> **RECORDS TO USE**:

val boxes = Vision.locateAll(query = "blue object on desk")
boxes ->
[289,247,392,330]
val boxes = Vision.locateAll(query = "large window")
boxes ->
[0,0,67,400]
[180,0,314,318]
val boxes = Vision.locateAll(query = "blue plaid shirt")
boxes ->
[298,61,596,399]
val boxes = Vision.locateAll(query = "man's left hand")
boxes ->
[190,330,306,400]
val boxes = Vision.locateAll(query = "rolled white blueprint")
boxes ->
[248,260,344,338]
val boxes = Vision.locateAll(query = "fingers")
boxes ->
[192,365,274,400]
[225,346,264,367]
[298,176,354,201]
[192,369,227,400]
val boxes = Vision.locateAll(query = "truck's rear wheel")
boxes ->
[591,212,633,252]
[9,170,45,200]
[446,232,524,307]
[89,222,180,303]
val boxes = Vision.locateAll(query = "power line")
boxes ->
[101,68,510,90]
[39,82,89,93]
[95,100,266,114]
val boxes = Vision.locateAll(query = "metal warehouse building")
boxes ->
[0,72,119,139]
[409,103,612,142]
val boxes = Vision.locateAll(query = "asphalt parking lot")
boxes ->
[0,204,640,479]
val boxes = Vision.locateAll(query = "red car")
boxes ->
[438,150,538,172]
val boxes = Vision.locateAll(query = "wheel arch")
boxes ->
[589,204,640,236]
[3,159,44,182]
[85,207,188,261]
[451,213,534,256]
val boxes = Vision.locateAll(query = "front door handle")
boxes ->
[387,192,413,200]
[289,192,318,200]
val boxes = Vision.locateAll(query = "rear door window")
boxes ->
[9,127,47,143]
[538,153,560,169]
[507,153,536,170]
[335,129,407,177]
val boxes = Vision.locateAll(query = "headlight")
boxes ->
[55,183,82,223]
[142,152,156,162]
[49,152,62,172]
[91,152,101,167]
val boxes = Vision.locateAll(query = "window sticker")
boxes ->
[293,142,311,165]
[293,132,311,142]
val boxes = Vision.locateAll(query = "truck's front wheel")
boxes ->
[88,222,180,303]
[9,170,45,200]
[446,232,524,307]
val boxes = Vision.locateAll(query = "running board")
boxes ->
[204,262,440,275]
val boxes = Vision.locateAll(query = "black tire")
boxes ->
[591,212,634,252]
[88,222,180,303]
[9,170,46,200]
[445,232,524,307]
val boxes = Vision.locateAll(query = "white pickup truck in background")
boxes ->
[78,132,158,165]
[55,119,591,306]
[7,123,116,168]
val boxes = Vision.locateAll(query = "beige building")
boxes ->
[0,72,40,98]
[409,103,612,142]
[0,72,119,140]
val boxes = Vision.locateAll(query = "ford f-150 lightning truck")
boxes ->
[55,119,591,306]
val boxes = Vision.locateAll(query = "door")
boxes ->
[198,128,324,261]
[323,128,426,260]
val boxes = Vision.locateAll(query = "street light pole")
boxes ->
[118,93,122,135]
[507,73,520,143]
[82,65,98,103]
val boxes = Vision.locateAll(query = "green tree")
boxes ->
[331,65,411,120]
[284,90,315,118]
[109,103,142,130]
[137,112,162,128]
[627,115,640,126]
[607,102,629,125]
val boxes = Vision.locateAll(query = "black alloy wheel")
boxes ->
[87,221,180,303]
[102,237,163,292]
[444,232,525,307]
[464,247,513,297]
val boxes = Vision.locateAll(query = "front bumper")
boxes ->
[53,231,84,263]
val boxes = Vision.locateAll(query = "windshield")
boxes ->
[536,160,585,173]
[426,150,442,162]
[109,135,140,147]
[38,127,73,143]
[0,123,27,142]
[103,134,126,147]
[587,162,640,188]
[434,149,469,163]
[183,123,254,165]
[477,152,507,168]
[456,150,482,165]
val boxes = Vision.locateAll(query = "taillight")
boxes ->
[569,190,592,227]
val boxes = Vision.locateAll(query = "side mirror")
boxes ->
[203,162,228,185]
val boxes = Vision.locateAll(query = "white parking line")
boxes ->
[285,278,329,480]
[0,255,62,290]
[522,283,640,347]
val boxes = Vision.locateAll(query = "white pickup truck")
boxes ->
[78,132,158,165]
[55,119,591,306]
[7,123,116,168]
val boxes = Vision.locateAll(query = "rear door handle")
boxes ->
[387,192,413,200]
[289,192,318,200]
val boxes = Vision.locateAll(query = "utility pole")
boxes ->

> **TO BE DONE**:
Can you reproduce the listing above with every "door handle" changed to "door latch" and nothing else altered?

> **THE RESPONSE**:
val boxes = Vision.locateAll(query = "blue object on desk")
boxes ->
[289,247,392,330]
val boxes = Vision.locateAll(query = "large window")
boxes ->
[0,0,67,400]
[180,0,314,318]
val boxes = Vision.locateAll(query = "blue plaid shirt")
boxes ->
[298,61,596,399]
val boxes = Vision.locateAll(query = "man's left hand")
boxes ->
[190,330,306,400]
val boxes = Vision.locateAll(query = "rolled white blueprint")
boxes ->
[248,260,344,338]
val boxes = Vision.locateAll(query = "fingers")
boxes ->
[192,365,274,400]
[225,346,264,367]
[298,176,354,201]
[192,369,227,400]
val boxes = Vision.locateAll(query = "truck's rear wheel")
boxes ->
[591,212,633,252]
[9,170,45,200]
[446,232,524,307]
[89,222,180,303]
val boxes = Vision.locateAll(query = "power line")
boxes ->
[101,68,510,90]
[39,82,89,93]
[95,100,266,114]
val boxes = Vision.locateAll(query = "metal warehouse building")
boxes ->
[0,72,119,139]
[409,103,612,142]
val boxes = Vision.locateAll(query = "asphalt parking lot")
boxes ->
[0,204,640,479]
val boxes = Vision.locateAll(query = "red car")
boxes ->
[438,150,538,172]
val boxes = Vision.locateAll(query = "wheel arch")
boxes ->
[589,204,640,236]
[3,159,44,182]
[85,207,188,261]
[451,213,534,256]
val boxes = Vision.locateAll(query = "front door latch")
boxes ->
[387,192,413,200]
[289,192,318,200]
val boxes = Vision.locateAll(query = "rear door window")
boxes ->
[9,127,47,143]
[538,153,560,169]
[507,153,536,170]
[335,129,407,177]
val boxes = Vision.locateAll(query = "headlight")
boxes ->
[55,183,82,223]
[142,152,156,162]
[49,152,62,172]
[91,152,101,167]
val boxes = Vision.locateAll(query = "window sticker")
boxes ->
[293,142,311,165]
[293,132,311,142]
val boxes = Vision.locateAll(query = "truck's front wheel")
boxes ->
[88,222,180,303]
[9,170,45,200]
[446,232,524,307]
val boxes = Vision.locateAll(query = "running board")
boxes ->
[204,262,440,275]
val boxes = Vision.locateAll(query = "black tire")
boxes ->
[591,212,634,252]
[88,222,180,303]
[9,170,46,200]
[445,232,524,307]
val boxes = Vision.locateAll(query = "white pickup truck in background")
boxes ->
[78,132,158,165]
[55,119,591,306]
[7,123,116,168]
val boxes = Vision.locateAll(query = "beige building")
boxes ->
[0,72,40,98]
[409,103,612,142]
[0,72,119,140]
val boxes = Vision.locateAll(query = "ford f-150 lightning truck")
boxes ->
[55,119,591,306]
val boxes = Vision.locateAll(query = "door")
boxes ->
[198,128,324,261]
[323,128,426,260]
val boxes = Vision.locateAll(query = "street light pole")
boxes ->
[118,93,122,135]
[507,73,520,143]
[82,65,98,103]
val boxes = Vision.locateAll(query = "green tree")
boxes ->
[331,65,411,120]
[284,90,315,118]
[109,103,142,130]
[137,112,162,128]
[627,115,640,126]
[607,102,629,125]
val boxes = Vision.locateAll(query = "black alloy wheel")
boxes ->
[87,221,180,303]
[102,237,163,292]
[444,232,525,307]
[464,247,513,297]
val boxes = Vision.locateAll(query = "front bumper")
boxes ->
[53,231,84,263]
val boxes = Vision.locateAll(query = "windshield")
boxes ->
[536,160,585,173]
[426,150,442,162]
[109,135,140,147]
[38,127,73,143]
[0,123,27,142]
[103,134,126,147]
[587,162,640,188]
[434,149,469,163]
[183,123,254,165]
[477,152,507,168]
[456,150,482,165]
val boxes = Vision.locateAll(query = "taillight")
boxes ->
[569,190,592,227]
val boxes = Vision.locateAll(query = "side mirror")
boxes ->
[203,162,228,185]
val boxes = Vision.locateAll(query = "white parking line")
boxes ->
[285,278,329,480]
[0,255,62,290]
[522,283,640,347]
val boxes = Vision.locateAll(query = "white pickup truck")
boxes ->
[78,132,158,165]
[55,119,591,306]
[7,123,116,168]
val boxes = Vision.locateAll(query = "rear door latch")
boxes ->
[387,192,413,200]
[289,192,318,200]
val boxes = Vision.locateAll(query = "utility pole")
boxes ->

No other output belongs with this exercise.